* Dataset:
§ §

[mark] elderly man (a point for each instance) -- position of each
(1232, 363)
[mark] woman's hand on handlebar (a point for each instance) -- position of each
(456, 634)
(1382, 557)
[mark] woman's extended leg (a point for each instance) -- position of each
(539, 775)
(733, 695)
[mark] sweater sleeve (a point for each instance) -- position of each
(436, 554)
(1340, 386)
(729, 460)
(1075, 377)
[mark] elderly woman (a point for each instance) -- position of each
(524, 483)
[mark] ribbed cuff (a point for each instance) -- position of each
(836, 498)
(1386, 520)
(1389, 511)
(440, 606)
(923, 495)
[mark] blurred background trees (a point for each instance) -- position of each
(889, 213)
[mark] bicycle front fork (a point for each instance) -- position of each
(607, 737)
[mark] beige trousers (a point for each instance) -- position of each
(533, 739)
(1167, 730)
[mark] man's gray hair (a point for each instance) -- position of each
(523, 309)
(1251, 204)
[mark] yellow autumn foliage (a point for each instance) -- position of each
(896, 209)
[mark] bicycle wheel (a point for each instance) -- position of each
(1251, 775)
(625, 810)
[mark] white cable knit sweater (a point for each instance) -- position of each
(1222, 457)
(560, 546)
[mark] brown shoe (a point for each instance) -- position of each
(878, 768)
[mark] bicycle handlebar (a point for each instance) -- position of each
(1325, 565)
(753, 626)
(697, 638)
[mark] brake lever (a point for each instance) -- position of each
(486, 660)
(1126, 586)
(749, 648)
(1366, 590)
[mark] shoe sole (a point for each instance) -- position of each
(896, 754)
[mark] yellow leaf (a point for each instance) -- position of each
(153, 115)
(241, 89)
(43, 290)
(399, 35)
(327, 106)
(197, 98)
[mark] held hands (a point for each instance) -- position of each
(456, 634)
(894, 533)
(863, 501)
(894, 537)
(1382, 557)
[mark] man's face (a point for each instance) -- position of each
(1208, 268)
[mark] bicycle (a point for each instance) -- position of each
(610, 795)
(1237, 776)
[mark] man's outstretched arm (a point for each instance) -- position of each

§ §

* Exercise: Beginning at the line that holds "[mark] sweater sleeve", copy every line through the end of the entries exactly as given, and only those lines.

* Written reply:
[mark] sweater sleeve (a point for each instance) -- position of each
(436, 554)
(1340, 386)
(729, 460)
(1075, 377)
[mark] elderly woman (a point for each instance) -- position of each
(524, 483)
[mark] ribbed cuff (a point for each instance) -- position of each
(836, 498)
(1386, 520)
(1389, 511)
(440, 606)
(923, 495)
[mark] blurred background trees (a point for each instance) -- position of each
(889, 213)
[mark] bicycle front fork (a point for each instance) -- position of each
(607, 737)
[mark] beige trousers (a point for each instance) -- position of each
(533, 739)
(1167, 730)
[mark] man's gray hair (a point for each instance) -- position of each
(523, 309)
(1251, 204)
[mark] yellow autumn foliage (a point for each instance) -- position of each
(896, 209)
[mark] bicycle wheel (a point for each instance) -- position of each
(1251, 775)
(625, 810)
[mark] white cable knit sweater (a point for each instance) -- position of each
(1222, 457)
(560, 546)
[mark] brown shoe (a point for each instance) -- position of each
(878, 768)
[mark] bicycle handlebar (a point for each instance) -- position of each
(1325, 565)
(753, 626)
(697, 638)
[mark] brake lever (a point for each instance) -- position of each
(486, 660)
(1126, 586)
(749, 648)
(1366, 590)
[mark] shoe sole (a point for each instance) -- position of each
(896, 754)
[mark] yellow leaf (a point for each instance) -- position of each
(153, 115)
(241, 89)
(43, 290)
(399, 35)
(327, 106)
(197, 98)
[mark] held hands (a point for each instance) -- position of each
(456, 634)
(894, 533)
(863, 501)
(894, 537)
(1382, 557)
[mark] man's face (a point for each instance) -- position of each
(1208, 268)
[mark] bicycle (a point for each instance) -- position of each
(610, 795)
(1237, 776)
[mark] man's outstretched arm (a point for each instance) -- position of each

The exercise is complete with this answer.